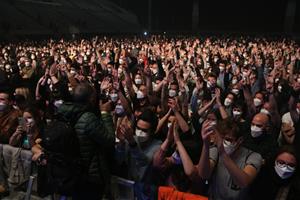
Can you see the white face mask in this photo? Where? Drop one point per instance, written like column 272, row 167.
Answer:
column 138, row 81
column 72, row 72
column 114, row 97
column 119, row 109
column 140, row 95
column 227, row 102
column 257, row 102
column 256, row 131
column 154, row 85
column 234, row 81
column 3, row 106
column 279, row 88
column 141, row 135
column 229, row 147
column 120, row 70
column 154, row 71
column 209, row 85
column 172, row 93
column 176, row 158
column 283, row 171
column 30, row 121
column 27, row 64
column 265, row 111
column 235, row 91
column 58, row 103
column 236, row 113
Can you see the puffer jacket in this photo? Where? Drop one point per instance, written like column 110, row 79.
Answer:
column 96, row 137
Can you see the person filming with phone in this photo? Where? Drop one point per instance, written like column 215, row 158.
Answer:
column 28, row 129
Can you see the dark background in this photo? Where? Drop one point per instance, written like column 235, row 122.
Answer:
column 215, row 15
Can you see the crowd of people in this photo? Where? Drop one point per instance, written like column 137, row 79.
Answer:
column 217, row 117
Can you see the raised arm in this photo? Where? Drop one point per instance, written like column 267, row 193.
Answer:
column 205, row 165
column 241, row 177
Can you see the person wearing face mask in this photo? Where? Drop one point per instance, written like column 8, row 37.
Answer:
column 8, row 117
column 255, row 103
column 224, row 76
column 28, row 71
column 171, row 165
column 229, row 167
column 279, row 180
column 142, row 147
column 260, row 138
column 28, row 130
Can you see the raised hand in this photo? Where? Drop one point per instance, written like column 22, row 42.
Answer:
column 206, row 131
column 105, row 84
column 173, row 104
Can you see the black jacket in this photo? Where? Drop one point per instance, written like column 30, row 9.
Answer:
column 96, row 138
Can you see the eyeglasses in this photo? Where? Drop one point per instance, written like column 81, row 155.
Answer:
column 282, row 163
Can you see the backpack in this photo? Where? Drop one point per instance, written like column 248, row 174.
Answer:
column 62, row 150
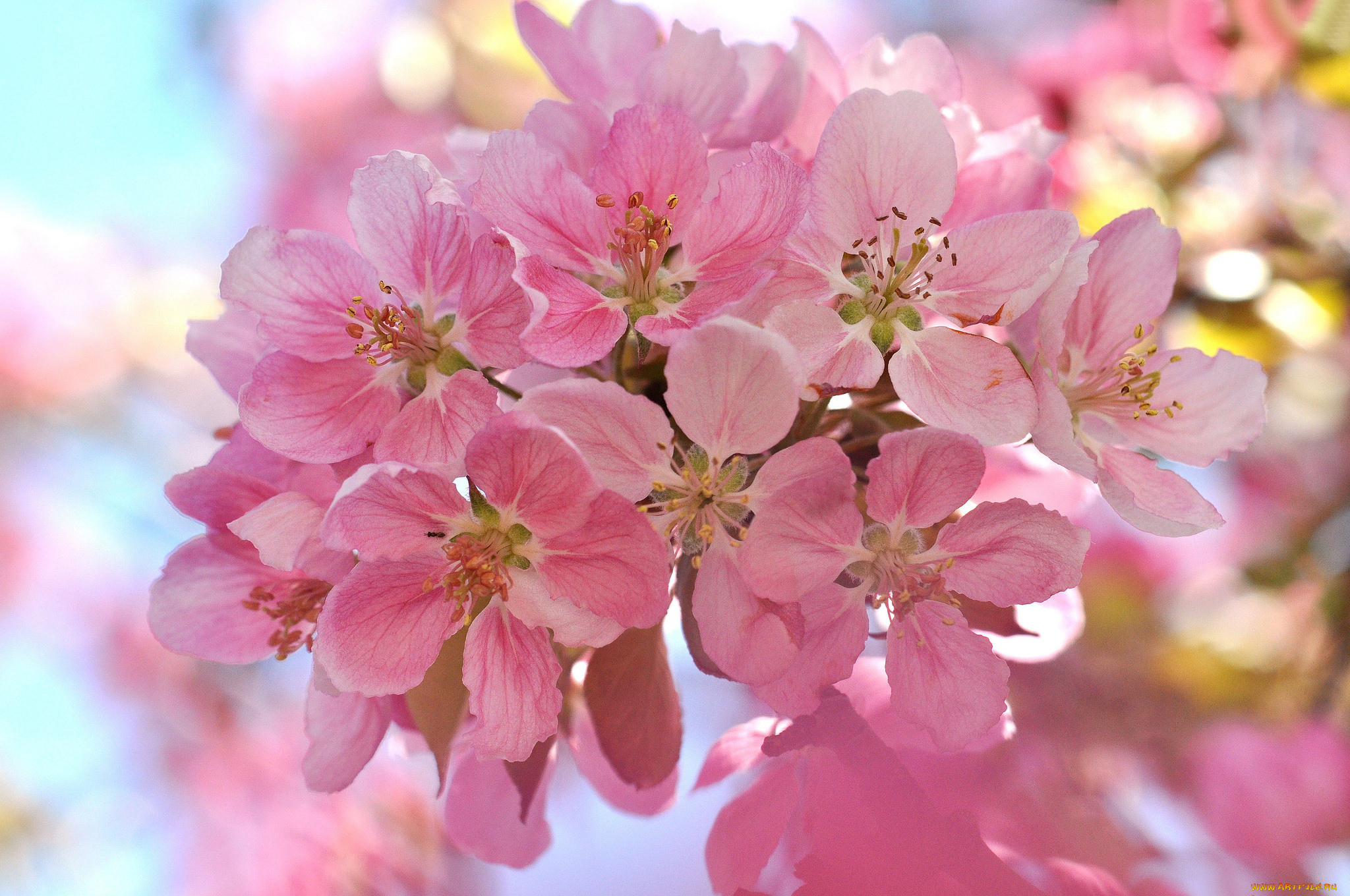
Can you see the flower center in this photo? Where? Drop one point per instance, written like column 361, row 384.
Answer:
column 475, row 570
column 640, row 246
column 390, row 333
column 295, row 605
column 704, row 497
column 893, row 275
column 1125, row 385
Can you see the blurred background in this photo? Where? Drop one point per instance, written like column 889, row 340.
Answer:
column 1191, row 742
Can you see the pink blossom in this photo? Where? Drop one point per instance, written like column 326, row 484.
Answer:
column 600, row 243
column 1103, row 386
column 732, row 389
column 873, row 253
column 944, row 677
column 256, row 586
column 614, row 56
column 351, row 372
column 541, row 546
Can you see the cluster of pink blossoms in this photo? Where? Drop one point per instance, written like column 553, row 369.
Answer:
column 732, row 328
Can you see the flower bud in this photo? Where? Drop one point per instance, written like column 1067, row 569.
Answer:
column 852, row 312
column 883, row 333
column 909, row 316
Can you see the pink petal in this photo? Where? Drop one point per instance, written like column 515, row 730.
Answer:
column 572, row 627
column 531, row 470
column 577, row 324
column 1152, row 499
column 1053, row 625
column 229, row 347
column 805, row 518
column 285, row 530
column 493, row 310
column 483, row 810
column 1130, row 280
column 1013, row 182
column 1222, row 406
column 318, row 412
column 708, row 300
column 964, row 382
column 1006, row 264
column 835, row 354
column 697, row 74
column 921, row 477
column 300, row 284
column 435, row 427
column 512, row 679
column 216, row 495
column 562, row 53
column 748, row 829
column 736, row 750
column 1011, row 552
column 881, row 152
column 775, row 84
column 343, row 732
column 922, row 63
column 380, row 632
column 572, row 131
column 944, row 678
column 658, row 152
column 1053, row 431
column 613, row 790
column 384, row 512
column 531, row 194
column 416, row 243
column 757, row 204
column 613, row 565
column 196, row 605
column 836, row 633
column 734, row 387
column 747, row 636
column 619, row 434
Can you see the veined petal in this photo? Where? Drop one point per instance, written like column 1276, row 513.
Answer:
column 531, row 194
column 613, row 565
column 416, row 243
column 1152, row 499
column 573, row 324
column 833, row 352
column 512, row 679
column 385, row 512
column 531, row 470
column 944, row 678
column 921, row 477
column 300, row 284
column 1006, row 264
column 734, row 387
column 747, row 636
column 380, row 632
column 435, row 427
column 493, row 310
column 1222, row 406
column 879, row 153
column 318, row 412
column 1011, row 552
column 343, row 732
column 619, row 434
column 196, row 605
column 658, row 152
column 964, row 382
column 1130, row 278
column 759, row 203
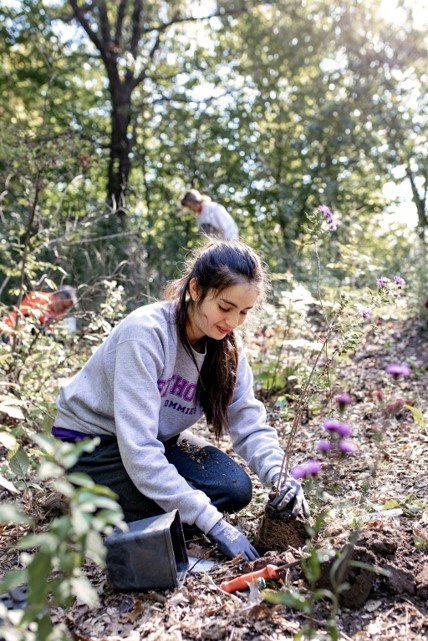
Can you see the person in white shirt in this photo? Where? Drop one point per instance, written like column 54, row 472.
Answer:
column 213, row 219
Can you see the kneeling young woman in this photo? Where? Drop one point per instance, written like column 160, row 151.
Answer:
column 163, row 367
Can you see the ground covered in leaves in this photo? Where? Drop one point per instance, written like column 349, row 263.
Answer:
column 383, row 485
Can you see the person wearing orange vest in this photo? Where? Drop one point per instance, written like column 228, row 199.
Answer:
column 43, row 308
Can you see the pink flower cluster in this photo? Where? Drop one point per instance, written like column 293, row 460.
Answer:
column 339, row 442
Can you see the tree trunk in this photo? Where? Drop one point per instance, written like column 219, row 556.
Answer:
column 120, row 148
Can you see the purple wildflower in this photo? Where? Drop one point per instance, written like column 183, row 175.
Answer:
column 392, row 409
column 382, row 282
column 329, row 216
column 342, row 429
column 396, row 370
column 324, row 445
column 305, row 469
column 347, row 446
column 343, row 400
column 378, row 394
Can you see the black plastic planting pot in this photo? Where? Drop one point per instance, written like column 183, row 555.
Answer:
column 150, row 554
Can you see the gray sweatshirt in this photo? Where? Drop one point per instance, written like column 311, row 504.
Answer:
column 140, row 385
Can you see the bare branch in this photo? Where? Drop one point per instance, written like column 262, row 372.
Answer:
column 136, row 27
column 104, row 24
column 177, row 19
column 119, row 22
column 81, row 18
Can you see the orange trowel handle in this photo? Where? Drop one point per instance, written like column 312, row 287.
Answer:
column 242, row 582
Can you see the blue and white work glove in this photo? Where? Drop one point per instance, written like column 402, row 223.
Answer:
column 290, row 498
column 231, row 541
☆ ☆ ☆ ☆ ☆ ☆ ☆
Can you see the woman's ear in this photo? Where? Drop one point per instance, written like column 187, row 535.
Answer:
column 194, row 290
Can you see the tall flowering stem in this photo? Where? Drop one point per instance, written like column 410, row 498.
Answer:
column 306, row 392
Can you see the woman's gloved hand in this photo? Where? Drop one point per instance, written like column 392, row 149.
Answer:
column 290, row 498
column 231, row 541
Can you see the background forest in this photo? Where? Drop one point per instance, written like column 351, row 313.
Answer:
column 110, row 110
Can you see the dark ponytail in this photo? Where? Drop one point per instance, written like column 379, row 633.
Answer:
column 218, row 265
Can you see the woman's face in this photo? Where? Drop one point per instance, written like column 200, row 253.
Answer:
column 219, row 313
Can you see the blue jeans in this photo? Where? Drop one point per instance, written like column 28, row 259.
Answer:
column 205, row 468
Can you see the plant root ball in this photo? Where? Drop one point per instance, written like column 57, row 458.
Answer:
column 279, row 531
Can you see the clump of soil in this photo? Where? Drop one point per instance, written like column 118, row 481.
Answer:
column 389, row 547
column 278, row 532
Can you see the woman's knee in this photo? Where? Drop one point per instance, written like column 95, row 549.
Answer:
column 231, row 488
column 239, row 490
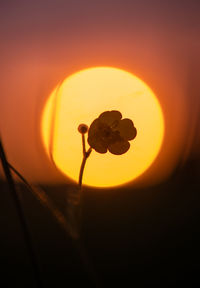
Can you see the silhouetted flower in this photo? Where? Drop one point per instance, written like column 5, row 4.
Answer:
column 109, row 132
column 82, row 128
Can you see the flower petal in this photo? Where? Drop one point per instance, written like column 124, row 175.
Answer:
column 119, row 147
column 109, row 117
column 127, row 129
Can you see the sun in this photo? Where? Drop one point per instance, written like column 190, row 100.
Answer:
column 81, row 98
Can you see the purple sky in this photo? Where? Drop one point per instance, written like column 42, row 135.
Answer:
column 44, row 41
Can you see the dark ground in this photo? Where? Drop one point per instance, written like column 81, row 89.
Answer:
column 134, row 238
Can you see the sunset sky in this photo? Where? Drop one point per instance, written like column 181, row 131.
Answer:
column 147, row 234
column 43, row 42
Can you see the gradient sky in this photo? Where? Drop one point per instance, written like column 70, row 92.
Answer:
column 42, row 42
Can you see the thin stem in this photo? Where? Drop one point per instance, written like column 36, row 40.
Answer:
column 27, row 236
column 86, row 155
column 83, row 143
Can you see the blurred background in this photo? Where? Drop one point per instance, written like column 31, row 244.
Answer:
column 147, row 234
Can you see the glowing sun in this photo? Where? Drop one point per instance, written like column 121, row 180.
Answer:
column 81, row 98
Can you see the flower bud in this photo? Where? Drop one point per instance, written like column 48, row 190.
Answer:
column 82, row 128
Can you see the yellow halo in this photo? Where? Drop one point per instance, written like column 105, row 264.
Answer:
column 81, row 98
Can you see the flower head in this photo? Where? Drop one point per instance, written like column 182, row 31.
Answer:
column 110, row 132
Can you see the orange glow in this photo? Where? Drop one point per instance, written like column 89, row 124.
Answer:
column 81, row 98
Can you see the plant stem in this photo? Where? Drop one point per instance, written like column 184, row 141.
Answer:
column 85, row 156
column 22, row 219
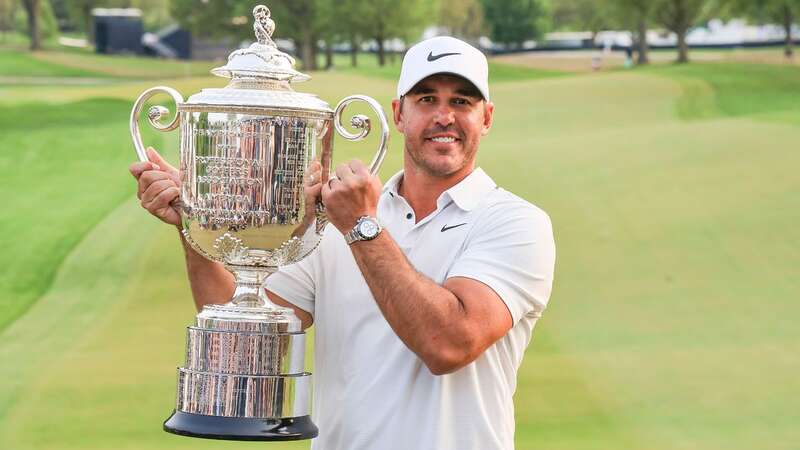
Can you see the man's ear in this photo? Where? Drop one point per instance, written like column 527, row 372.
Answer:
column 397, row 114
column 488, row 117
☆ ☆ ☆ ☆ ☆ ☆ ☆
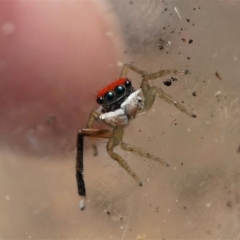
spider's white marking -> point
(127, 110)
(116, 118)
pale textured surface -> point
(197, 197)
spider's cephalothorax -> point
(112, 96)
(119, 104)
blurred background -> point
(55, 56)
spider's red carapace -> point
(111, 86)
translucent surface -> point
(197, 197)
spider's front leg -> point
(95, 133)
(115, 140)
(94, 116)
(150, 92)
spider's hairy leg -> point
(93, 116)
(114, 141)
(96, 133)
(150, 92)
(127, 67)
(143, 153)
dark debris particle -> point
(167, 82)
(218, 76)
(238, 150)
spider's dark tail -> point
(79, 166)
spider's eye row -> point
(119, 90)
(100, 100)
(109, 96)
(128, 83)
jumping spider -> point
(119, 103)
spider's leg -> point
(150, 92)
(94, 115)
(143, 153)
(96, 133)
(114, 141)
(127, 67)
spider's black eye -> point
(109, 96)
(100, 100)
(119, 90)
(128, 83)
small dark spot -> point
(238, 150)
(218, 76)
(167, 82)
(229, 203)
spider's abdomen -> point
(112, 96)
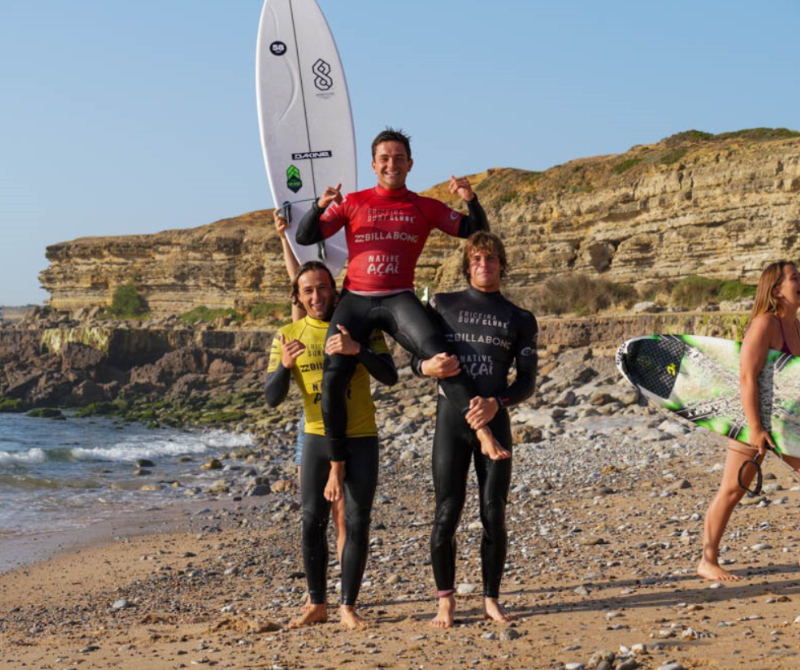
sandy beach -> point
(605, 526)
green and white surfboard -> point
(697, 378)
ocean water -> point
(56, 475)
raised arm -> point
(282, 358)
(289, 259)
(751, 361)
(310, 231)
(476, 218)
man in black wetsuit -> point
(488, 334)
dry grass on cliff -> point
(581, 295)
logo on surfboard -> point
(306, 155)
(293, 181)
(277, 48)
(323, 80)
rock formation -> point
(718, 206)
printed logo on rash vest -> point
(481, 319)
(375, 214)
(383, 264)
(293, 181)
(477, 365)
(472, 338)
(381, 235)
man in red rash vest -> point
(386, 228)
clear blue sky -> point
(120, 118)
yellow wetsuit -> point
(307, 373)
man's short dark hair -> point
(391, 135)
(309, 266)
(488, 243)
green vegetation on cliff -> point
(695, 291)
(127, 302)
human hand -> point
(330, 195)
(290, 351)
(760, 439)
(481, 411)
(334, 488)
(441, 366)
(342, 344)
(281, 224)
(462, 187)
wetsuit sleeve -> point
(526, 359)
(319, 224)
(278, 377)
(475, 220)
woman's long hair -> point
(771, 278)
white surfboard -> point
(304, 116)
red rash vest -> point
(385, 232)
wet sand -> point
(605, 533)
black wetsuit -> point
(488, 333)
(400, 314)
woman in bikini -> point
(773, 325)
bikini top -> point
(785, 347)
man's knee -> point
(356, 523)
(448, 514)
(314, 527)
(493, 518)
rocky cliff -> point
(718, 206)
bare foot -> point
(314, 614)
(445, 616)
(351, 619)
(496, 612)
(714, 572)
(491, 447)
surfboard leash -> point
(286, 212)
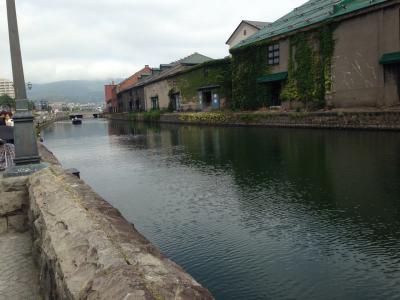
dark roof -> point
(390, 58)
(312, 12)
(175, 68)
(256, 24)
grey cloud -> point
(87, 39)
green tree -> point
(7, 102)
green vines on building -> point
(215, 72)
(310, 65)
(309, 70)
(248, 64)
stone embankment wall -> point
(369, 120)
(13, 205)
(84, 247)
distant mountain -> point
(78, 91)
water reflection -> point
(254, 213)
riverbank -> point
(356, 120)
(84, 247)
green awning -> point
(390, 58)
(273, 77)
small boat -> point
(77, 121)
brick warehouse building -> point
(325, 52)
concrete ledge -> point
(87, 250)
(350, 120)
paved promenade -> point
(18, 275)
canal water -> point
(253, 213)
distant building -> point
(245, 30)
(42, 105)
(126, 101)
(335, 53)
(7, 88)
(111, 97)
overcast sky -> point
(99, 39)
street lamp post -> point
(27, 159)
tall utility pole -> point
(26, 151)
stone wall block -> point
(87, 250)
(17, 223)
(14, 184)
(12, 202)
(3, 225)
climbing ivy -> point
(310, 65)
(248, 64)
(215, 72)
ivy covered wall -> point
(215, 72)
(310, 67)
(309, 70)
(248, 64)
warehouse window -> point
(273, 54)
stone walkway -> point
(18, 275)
☆ ☆ ☆ ☆ ☆ ☆ ☆
[The problem] Report each line of the listing above that uses the word "mask".

[Exercise solution]
Can you see the white face mask in this photo? Where? Drop one point per instance, written like column 272, row 167.
Can you see the person wearing face mask in this photo? Where? Drop one point per instance, written like column 8, row 37.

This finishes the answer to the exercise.